● Task inputs
++++++++++

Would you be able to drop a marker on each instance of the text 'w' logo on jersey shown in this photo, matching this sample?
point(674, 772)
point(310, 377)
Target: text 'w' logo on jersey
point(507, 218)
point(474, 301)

++++++++++

Extract every line of the entries above and reproduce each one unchanged, in the same order.

● Output below
Would you be able to drop a marker on each instance of the text 'w' logo on jersey shown in this photo, matching this sample?
point(674, 772)
point(310, 377)
Target: text 'w' logo on jersey
point(507, 218)
point(474, 301)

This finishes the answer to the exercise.